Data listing
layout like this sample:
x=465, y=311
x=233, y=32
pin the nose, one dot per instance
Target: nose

- [WORK REQUIRED] Lay out every line of the records as a numbered list, skipping any blank lines.

- [SOLUTION TO THE PROBLEM]
1. layout like this sample:
2. x=465, y=311
3. x=233, y=32
4. pin the nose, one dot per instance
5. Target: nose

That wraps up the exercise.